Salin tanpa perubahan bagian kutipan teks dari "Oh Parbati dia" hingga "di Al-Qur’an 13:36).".

### Kutipan Teks
>>>

Oh Parbati dia (Abdullah) akan menjadi kepala dari sukunya, orang-orang dari semua desa akan datang ke pintunya dan akan mengikutinya. (anak lelaki Abdullah) akan tidak mengenal takut kepada makhluk, dia akan sangat gigih, berani dan akan memiliki pengetahuan tentang Tuhan dan namanya Mahamat. Orang-orang akan keheran-heranan bila melihat dia (Mahamat) dan dia tidak akan menyembah apa yang disembah oleh sukunya dan dia akan menerangkan pada orang-orang: ‘Telah turun pada saya wahyu dari yang Esa (Tuhan) agar kamu tidak selalu menyembah yang tidak ada manfaatnya dan saya tidak bertujuan apa-apa hanya kecuali karena Tuhan maka dari itu ikutilah aku’. (kata-kata yang serupa juga tercantum di Al-Qur’an 13:36).

Oh Parbati, Mahamat akan mengajarkan syari’atnya (hukum Islam) pada seluruh makhluk dengan menghapus cara yang dahulu (jahiliyyah) serta semua syari’at yang sebelumnya. Dan dia akan mencoba setiap manusia untuk mengikutinya (mengikuti agamanya). Lama kelamaan agamanya akan di ikuti oleh manusia yang tidak terhitung jumlahnya dan banyak dari mereka akan sampai pada Tuhan. Dan seperti halnya sekarang yang kita kenal yaitu waktu/zaman Sakh, begitu juga orang-orang pada akhir Kaljg akan menggunakan waktu/zaman yang menunjukkan zamannya Mahamat ( yaitu tahun Hijriyyah).

<<<

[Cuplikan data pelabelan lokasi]
>>>

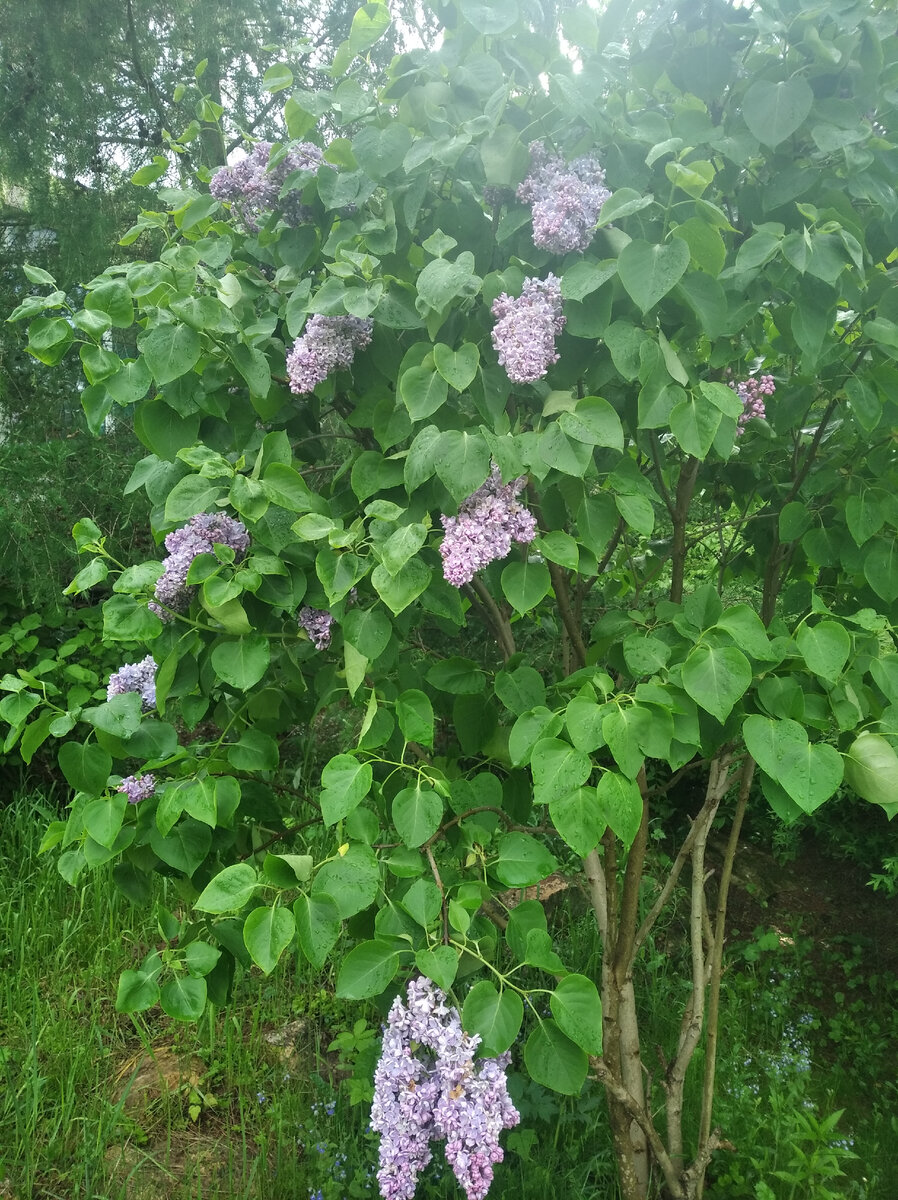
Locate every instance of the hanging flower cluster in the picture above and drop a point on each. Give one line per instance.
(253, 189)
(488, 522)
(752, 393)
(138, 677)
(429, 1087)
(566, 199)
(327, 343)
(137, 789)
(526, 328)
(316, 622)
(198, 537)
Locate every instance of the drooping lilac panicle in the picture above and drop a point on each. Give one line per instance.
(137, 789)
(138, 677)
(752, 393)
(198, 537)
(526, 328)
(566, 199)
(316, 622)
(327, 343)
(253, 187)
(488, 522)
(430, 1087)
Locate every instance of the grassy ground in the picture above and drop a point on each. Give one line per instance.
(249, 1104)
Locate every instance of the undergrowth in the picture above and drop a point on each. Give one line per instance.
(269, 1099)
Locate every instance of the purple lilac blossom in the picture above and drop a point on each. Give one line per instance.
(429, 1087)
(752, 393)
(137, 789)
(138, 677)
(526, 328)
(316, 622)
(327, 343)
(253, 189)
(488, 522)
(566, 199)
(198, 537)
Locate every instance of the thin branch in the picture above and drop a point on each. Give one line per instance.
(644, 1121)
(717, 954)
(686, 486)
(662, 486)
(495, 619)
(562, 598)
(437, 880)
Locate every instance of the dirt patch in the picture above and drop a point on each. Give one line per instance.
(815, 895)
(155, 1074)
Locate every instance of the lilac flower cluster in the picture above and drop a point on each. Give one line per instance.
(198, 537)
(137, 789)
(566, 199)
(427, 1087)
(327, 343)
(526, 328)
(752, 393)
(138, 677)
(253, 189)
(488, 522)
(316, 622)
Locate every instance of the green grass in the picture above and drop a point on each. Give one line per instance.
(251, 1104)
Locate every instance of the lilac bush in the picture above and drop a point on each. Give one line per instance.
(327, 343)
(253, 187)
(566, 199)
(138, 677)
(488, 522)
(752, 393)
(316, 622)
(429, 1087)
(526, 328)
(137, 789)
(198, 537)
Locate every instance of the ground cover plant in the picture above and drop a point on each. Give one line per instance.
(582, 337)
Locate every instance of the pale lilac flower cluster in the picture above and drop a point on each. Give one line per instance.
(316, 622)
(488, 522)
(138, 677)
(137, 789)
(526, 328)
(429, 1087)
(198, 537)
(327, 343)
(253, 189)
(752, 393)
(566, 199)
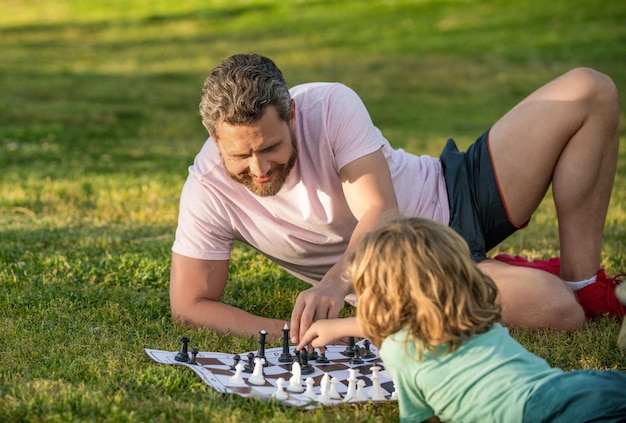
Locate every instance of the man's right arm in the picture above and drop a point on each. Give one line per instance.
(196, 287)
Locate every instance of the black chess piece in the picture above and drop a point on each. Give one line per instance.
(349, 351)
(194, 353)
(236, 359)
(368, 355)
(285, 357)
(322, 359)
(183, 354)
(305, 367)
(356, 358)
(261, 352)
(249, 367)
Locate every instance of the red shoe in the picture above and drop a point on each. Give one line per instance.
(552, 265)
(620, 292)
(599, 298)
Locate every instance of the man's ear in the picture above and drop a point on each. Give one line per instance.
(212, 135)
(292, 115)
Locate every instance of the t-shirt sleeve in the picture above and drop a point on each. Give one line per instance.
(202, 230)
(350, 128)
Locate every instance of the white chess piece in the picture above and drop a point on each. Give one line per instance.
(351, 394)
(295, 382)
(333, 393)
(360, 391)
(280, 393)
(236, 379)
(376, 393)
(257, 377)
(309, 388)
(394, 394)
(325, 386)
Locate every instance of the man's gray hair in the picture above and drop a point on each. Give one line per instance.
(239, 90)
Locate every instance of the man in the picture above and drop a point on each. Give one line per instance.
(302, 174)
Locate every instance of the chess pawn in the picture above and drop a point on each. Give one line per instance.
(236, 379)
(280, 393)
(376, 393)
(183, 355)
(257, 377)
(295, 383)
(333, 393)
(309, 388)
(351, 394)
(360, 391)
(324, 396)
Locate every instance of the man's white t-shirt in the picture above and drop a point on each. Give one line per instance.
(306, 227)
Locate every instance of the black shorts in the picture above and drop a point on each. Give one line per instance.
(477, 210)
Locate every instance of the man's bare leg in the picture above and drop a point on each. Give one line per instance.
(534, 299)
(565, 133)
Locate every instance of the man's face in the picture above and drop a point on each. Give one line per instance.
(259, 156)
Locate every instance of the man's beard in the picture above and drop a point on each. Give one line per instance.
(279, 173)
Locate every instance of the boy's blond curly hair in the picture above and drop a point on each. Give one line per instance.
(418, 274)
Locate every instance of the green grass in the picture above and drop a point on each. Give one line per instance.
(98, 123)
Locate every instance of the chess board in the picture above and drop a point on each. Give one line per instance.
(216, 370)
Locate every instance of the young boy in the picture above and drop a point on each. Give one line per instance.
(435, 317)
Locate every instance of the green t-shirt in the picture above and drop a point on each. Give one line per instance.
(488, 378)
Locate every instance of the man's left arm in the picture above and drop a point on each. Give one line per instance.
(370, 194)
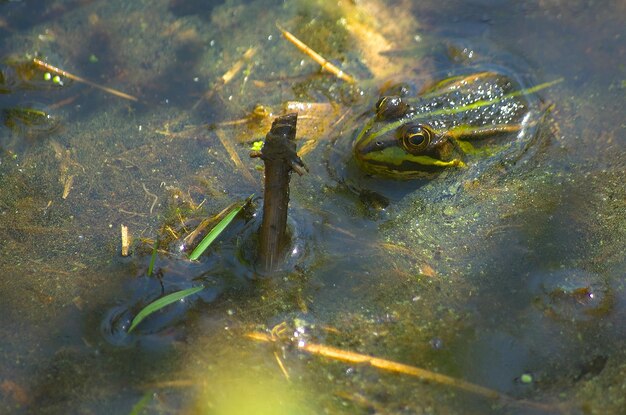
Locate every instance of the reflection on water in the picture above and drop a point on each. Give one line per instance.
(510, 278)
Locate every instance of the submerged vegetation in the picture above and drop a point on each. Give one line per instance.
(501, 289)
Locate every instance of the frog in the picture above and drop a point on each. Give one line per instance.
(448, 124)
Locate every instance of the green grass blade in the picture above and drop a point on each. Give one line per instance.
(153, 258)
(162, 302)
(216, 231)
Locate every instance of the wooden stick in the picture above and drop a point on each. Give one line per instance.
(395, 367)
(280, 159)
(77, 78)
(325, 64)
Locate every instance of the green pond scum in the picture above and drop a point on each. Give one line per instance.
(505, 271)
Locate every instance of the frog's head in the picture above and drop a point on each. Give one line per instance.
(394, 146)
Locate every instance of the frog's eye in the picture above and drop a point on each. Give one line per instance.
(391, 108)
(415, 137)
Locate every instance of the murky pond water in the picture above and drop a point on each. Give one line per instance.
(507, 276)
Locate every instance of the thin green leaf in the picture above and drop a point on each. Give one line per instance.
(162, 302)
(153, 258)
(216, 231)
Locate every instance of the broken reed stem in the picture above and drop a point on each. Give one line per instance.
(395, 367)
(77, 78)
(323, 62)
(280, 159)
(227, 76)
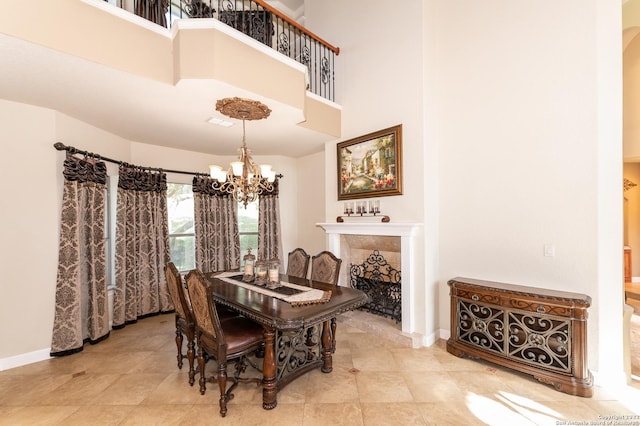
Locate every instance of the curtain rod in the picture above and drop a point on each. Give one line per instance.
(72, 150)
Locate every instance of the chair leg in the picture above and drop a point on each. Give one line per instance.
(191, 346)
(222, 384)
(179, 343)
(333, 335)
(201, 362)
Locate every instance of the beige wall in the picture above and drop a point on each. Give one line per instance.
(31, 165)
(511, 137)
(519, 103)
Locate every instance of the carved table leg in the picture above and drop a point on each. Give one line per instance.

<<<
>>>

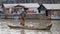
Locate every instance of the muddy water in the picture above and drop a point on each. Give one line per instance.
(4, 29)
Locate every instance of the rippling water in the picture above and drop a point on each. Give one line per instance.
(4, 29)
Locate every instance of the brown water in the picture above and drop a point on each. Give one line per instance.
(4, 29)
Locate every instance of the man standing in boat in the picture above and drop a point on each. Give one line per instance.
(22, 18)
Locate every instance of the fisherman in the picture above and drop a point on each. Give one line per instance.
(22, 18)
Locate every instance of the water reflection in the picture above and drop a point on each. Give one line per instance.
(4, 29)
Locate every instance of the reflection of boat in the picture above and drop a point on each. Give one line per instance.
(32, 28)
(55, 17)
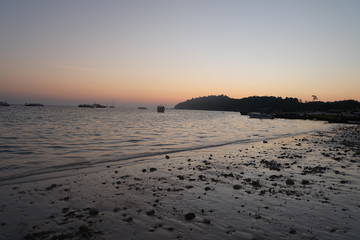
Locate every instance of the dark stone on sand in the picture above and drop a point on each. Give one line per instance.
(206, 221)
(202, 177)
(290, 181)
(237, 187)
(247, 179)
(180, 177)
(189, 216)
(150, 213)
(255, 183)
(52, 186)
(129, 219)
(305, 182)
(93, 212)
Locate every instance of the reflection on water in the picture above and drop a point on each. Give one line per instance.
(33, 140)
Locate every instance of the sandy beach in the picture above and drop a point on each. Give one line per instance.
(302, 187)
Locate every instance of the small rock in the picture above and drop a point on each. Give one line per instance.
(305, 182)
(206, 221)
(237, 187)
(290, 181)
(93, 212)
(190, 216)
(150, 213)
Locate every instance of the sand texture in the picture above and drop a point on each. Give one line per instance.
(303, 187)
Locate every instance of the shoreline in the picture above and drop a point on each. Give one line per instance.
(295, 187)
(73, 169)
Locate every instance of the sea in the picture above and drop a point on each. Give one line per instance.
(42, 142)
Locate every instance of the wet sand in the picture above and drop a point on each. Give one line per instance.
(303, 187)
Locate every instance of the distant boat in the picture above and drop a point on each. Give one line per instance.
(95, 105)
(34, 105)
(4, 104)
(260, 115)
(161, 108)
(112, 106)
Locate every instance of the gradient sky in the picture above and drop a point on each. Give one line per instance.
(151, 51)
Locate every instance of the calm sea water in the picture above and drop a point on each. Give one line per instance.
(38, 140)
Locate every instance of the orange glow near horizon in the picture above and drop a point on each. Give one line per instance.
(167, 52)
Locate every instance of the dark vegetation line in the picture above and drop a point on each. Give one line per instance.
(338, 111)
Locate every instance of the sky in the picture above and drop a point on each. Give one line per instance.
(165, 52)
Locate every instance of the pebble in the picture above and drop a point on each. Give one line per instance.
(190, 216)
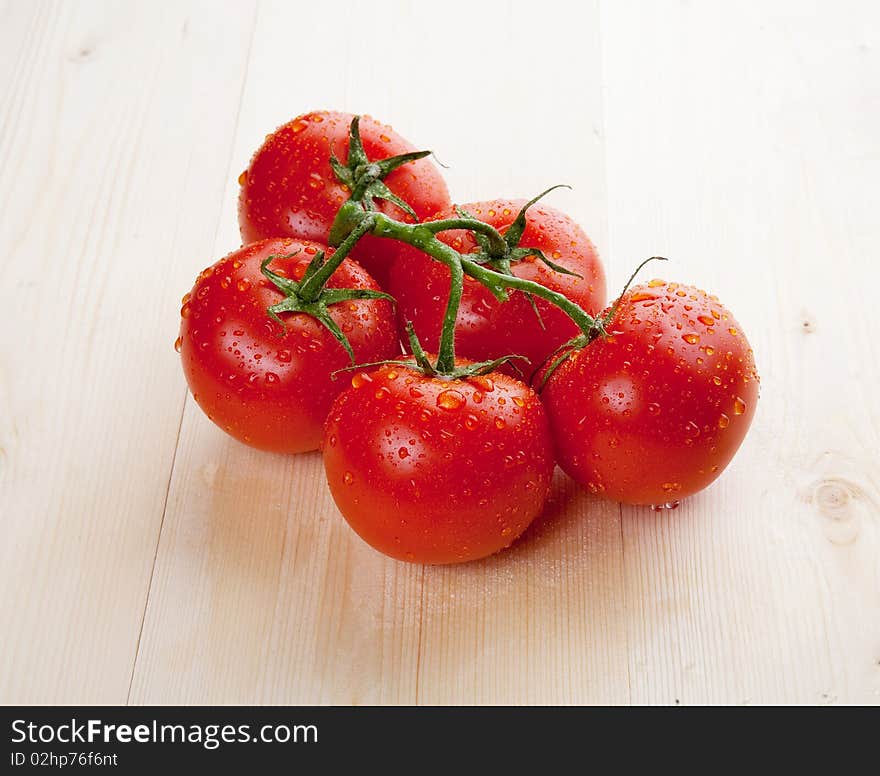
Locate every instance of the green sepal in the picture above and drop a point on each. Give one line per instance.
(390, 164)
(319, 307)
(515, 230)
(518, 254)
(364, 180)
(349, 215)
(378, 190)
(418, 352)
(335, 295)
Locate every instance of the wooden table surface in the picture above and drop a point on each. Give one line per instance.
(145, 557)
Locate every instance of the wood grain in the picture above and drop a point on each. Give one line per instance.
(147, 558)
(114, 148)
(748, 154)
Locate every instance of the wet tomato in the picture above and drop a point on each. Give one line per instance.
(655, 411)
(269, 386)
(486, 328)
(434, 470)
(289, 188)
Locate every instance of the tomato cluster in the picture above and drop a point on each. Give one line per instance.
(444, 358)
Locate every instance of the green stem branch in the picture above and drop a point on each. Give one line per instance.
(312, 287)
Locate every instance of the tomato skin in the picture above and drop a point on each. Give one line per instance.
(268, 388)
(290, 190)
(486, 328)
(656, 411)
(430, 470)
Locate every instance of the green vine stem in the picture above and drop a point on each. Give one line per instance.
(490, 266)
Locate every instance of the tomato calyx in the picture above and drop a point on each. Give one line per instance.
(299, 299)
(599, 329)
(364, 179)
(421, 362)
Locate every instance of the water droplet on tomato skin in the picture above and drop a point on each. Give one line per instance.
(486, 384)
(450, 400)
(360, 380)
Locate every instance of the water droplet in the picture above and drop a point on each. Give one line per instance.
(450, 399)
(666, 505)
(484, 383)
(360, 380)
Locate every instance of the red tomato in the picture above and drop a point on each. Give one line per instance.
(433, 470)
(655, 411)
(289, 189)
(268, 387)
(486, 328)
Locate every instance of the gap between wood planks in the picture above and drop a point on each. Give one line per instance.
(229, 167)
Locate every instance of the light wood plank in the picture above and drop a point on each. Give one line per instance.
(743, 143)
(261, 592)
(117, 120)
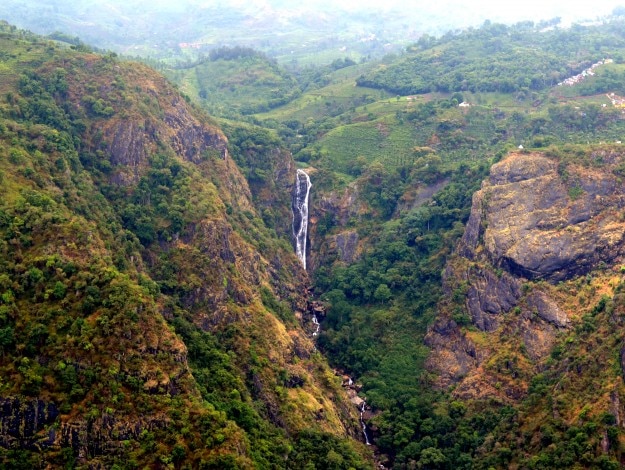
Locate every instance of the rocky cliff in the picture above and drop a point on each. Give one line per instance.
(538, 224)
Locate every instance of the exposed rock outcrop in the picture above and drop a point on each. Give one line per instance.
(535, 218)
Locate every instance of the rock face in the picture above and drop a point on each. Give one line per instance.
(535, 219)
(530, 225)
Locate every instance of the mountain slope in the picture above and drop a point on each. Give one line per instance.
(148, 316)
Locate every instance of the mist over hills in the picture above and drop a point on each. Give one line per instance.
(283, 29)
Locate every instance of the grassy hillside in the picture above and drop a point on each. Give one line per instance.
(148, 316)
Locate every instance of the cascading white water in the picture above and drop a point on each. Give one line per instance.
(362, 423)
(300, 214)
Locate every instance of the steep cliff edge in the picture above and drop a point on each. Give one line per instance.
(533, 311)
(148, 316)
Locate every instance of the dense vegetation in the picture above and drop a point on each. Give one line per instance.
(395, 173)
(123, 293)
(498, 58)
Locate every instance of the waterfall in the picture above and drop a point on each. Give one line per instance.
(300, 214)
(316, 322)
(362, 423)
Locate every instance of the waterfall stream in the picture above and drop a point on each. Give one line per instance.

<<<
>>>

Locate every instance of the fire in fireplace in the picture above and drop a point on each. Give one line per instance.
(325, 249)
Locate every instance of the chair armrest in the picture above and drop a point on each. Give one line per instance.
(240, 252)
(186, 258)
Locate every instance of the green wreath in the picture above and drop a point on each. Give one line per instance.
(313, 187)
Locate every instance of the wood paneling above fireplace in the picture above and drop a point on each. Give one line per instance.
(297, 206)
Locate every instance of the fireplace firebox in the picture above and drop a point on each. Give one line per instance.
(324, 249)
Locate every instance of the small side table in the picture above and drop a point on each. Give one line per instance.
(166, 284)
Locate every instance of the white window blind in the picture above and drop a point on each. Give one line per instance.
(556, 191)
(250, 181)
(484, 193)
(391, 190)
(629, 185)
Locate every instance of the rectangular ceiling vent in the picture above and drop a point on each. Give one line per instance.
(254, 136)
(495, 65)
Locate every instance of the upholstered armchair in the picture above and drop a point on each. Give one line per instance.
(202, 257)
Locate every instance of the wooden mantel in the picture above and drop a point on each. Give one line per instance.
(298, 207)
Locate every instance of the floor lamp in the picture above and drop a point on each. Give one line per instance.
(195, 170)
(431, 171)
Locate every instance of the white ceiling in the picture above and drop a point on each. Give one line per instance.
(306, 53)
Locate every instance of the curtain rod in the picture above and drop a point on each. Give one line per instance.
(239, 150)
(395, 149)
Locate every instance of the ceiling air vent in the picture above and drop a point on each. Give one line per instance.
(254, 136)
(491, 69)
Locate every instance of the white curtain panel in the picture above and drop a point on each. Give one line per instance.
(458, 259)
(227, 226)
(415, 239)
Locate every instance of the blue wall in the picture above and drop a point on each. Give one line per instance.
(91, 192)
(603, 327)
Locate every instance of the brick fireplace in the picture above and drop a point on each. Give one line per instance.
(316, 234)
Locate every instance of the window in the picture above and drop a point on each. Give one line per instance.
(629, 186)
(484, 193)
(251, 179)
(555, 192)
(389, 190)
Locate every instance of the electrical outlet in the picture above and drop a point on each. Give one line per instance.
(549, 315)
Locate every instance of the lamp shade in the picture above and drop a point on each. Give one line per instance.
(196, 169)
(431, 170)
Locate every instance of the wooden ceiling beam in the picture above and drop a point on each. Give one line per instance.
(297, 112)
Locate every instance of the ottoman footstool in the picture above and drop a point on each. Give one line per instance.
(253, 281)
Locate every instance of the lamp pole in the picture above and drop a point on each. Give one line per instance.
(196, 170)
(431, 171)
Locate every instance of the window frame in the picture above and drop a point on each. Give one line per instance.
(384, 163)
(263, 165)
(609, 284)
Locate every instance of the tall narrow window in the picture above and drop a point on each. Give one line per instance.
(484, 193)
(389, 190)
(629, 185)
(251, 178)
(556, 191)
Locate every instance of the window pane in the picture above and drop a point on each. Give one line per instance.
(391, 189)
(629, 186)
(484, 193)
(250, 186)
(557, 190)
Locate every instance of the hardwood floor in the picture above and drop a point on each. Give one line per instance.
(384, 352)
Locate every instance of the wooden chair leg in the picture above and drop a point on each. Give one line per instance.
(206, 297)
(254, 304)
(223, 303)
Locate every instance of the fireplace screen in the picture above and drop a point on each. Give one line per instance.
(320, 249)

<<<

### Hasil
Oh Parbati dia (Abdullah) akan menjadi kepala dari sukunya, orang-orang dari semua desa akan datang ke pintunya dan akan mengikutinya. (anak lelaki Abdullah) akan tidak mengenal takut kepada makhluk, dia akan sangat gigih, berani dan akan memiliki pengetahuan tentang Tuhan dan namanya Mahamat. Orang-orang akan keheran-heranan bila melihat dia (Mahamat) dan dia tidak akan menyembah apa yang disembah oleh sukunya dan dia akan menerangkan pada orang-orang: ‘Telah turun pada saya wahyu dari yang Esa (Tuhan) agar kamu tidak selalu menyembah yang tidak ada manfaatnya dan saya tidak bertujuan apa-apa hanya kecuali karena Tuhan maka dari itu ikutilah aku’. (kata-kata yang serupa juga tercantum di Al-Qur’an 13:36).